Prompt | Please count how many lines of the records contain the string "overcast", treating uppercase and lowercase as different. Reply with only the number.

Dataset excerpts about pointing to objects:

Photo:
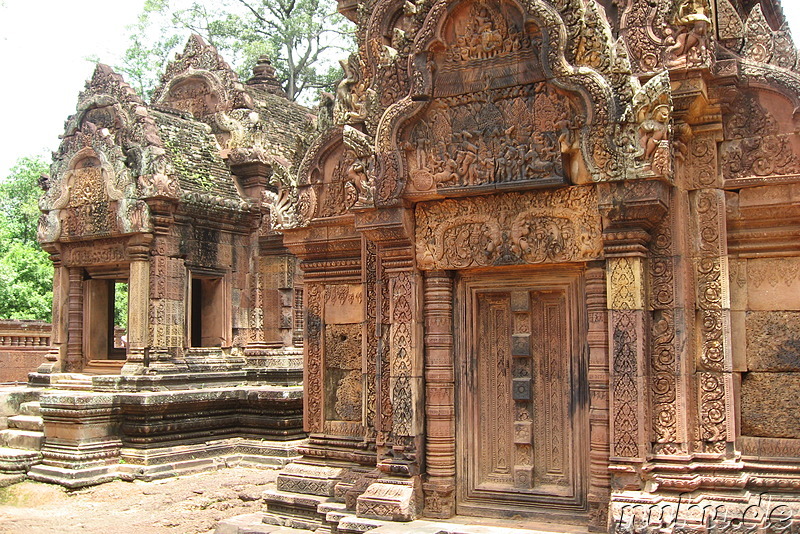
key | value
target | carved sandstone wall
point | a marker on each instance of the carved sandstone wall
(23, 346)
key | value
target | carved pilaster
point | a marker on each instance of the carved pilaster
(440, 394)
(668, 296)
(312, 370)
(628, 366)
(74, 359)
(60, 315)
(599, 445)
(631, 211)
(714, 359)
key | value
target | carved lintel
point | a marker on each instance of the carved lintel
(386, 225)
(631, 210)
(139, 247)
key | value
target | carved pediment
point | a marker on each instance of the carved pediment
(92, 192)
(501, 139)
(495, 105)
(200, 82)
(483, 46)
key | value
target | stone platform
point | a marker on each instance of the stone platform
(350, 524)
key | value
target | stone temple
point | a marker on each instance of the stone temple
(535, 259)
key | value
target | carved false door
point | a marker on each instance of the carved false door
(521, 437)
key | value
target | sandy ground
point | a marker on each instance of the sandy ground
(185, 505)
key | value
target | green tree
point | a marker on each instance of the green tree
(26, 273)
(301, 37)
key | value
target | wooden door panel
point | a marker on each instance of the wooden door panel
(518, 440)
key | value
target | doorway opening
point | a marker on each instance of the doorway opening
(207, 312)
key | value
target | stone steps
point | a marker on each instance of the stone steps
(31, 408)
(28, 440)
(14, 464)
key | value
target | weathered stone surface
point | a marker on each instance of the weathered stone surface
(771, 404)
(773, 341)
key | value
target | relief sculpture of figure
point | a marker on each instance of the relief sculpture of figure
(694, 22)
(654, 130)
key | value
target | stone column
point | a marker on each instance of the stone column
(138, 304)
(599, 446)
(713, 318)
(440, 445)
(74, 360)
(627, 340)
(60, 322)
(631, 211)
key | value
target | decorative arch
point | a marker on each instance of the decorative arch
(535, 56)
(92, 192)
(200, 82)
(199, 93)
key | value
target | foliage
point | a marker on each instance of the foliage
(26, 273)
(300, 36)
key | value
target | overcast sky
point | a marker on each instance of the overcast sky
(43, 46)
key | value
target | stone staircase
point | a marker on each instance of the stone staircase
(21, 443)
(71, 382)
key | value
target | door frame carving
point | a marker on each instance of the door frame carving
(570, 279)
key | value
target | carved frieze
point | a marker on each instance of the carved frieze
(515, 228)
(754, 146)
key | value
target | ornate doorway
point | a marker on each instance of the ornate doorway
(522, 410)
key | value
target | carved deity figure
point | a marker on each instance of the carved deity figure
(654, 130)
(692, 17)
(350, 101)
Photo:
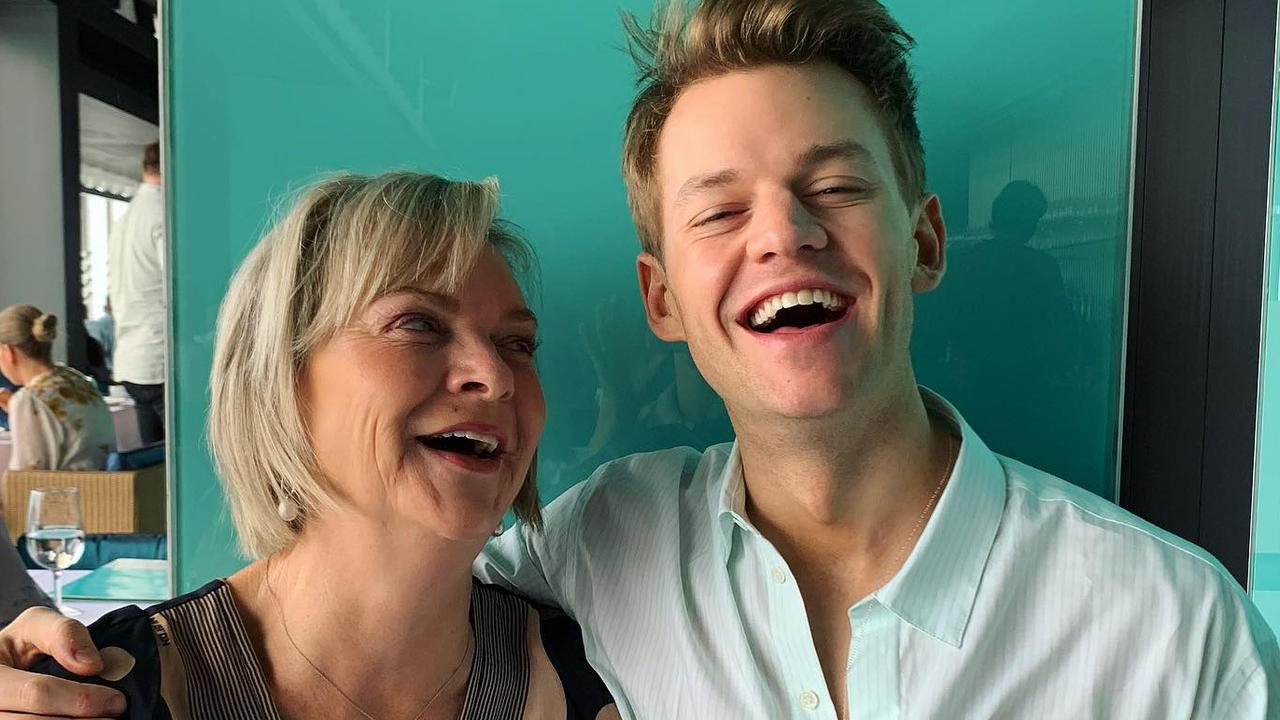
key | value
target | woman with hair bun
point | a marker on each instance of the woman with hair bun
(58, 419)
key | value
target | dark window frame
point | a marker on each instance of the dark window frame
(1197, 265)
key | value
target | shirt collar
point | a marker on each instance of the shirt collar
(937, 586)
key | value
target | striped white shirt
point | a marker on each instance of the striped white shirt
(1025, 597)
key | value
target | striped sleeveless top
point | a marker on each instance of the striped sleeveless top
(193, 661)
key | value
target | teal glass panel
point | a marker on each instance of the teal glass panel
(1265, 583)
(263, 96)
(1027, 113)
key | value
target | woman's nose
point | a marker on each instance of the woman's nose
(478, 369)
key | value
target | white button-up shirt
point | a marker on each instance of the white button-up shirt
(1025, 597)
(136, 285)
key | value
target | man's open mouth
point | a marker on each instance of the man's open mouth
(464, 442)
(796, 309)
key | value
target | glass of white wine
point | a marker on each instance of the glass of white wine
(55, 534)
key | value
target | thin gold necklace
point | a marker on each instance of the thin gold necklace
(952, 456)
(275, 600)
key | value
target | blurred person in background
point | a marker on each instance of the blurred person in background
(58, 420)
(136, 272)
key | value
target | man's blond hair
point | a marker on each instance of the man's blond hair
(681, 46)
(346, 241)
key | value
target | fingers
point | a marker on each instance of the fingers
(42, 630)
(44, 696)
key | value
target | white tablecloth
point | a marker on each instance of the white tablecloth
(124, 415)
(90, 609)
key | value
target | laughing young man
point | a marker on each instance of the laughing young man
(858, 551)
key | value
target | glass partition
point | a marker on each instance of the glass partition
(1265, 584)
(1031, 104)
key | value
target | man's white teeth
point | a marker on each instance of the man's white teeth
(488, 443)
(769, 306)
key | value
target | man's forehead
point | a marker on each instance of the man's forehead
(768, 115)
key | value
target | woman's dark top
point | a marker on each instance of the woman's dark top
(193, 661)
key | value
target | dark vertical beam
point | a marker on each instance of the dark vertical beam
(1173, 241)
(68, 71)
(1238, 281)
(1196, 270)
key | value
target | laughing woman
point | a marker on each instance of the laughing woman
(375, 411)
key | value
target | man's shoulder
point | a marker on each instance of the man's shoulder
(1070, 509)
(1118, 545)
(640, 490)
(1148, 577)
(659, 469)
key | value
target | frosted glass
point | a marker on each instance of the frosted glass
(263, 96)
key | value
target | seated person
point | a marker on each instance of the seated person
(391, 411)
(58, 419)
(7, 390)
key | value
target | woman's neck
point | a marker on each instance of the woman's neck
(30, 369)
(384, 613)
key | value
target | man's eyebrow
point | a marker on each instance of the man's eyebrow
(702, 183)
(839, 150)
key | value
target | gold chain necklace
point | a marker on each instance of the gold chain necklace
(284, 625)
(952, 456)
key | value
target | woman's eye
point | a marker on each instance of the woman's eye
(420, 324)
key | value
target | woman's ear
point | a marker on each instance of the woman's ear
(659, 305)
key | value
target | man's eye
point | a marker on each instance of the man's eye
(524, 345)
(716, 217)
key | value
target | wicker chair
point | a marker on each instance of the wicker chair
(126, 501)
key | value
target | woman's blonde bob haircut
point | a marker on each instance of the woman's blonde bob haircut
(344, 241)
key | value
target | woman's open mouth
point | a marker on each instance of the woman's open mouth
(475, 451)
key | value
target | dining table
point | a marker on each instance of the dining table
(88, 610)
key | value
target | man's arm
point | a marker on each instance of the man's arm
(538, 564)
(37, 632)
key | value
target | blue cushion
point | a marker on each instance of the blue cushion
(136, 459)
(101, 548)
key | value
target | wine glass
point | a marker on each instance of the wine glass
(55, 534)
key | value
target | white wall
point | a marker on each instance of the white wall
(31, 210)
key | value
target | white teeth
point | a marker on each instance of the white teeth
(769, 306)
(487, 442)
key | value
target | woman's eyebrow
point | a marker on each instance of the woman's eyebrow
(522, 315)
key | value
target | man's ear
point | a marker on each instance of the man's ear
(931, 242)
(659, 305)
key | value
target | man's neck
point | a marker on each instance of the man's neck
(851, 488)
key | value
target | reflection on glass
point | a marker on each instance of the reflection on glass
(536, 94)
(1028, 144)
(1265, 584)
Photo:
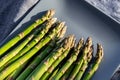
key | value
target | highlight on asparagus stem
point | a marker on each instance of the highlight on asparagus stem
(17, 72)
(95, 64)
(49, 60)
(81, 59)
(85, 64)
(56, 63)
(45, 28)
(67, 73)
(42, 55)
(30, 53)
(69, 61)
(21, 35)
(15, 51)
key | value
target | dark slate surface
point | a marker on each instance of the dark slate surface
(11, 13)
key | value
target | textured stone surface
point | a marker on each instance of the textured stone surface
(110, 7)
(11, 12)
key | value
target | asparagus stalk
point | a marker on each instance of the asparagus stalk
(15, 51)
(30, 53)
(45, 28)
(67, 73)
(53, 73)
(96, 63)
(17, 72)
(69, 61)
(41, 56)
(55, 64)
(49, 60)
(80, 60)
(21, 35)
(84, 65)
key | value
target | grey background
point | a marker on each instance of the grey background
(11, 13)
(82, 21)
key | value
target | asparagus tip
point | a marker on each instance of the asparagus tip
(100, 50)
(62, 32)
(50, 13)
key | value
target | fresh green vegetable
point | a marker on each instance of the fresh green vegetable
(69, 62)
(21, 35)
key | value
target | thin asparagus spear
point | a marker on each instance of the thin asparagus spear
(96, 63)
(30, 53)
(80, 60)
(17, 72)
(55, 64)
(41, 56)
(21, 35)
(69, 61)
(67, 73)
(15, 51)
(84, 65)
(45, 28)
(53, 73)
(49, 60)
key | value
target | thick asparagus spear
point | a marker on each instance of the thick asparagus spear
(96, 63)
(17, 72)
(84, 65)
(55, 64)
(80, 60)
(50, 59)
(69, 61)
(15, 51)
(41, 56)
(30, 53)
(67, 73)
(45, 28)
(21, 35)
(53, 73)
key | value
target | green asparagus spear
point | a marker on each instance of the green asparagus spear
(96, 63)
(17, 72)
(41, 56)
(50, 59)
(84, 65)
(53, 73)
(15, 51)
(45, 28)
(67, 73)
(30, 53)
(55, 64)
(21, 35)
(81, 58)
(69, 61)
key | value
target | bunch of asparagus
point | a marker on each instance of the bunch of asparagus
(40, 52)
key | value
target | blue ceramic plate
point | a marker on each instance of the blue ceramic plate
(82, 21)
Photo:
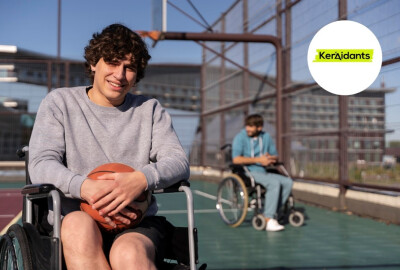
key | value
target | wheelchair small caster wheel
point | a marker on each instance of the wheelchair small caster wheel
(258, 222)
(296, 219)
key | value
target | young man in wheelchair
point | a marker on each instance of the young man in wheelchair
(255, 149)
(80, 128)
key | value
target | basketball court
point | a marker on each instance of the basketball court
(328, 240)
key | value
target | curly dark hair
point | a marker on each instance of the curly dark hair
(114, 43)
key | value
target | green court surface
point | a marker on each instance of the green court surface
(328, 240)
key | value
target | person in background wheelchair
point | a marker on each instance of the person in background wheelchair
(255, 149)
(80, 128)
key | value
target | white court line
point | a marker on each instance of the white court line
(17, 217)
(205, 195)
(202, 211)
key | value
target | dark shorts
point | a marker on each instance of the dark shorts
(154, 227)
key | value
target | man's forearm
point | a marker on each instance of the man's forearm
(245, 160)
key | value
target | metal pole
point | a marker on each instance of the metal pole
(343, 129)
(243, 38)
(58, 43)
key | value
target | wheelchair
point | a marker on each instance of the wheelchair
(36, 245)
(238, 193)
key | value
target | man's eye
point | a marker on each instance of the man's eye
(131, 68)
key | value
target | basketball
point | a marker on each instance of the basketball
(142, 202)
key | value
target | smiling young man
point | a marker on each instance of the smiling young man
(77, 129)
(255, 149)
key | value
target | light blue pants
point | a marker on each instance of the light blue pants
(278, 191)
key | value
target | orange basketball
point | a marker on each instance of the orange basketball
(142, 202)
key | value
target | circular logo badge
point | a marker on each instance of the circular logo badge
(344, 57)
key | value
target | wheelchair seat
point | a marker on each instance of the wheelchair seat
(36, 244)
(238, 193)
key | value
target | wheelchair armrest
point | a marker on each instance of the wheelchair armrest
(174, 188)
(36, 189)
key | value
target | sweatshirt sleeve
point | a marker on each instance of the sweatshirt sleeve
(237, 146)
(168, 160)
(47, 149)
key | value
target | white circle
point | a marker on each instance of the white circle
(344, 77)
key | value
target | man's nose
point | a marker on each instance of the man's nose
(119, 72)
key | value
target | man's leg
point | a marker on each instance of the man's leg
(273, 191)
(82, 242)
(132, 251)
(286, 187)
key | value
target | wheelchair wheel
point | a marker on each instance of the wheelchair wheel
(258, 222)
(296, 218)
(14, 250)
(232, 200)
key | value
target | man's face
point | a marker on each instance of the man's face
(253, 131)
(112, 81)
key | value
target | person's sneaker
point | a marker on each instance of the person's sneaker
(274, 226)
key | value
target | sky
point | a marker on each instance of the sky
(32, 25)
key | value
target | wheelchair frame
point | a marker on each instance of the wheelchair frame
(33, 192)
(243, 192)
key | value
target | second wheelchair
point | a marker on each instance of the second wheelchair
(239, 192)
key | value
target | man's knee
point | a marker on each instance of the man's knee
(78, 225)
(135, 249)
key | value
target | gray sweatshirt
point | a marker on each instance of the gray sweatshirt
(73, 135)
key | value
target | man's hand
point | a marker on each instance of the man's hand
(111, 197)
(267, 159)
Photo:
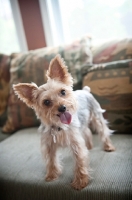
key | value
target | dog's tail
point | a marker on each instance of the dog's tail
(87, 88)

Task answer | 2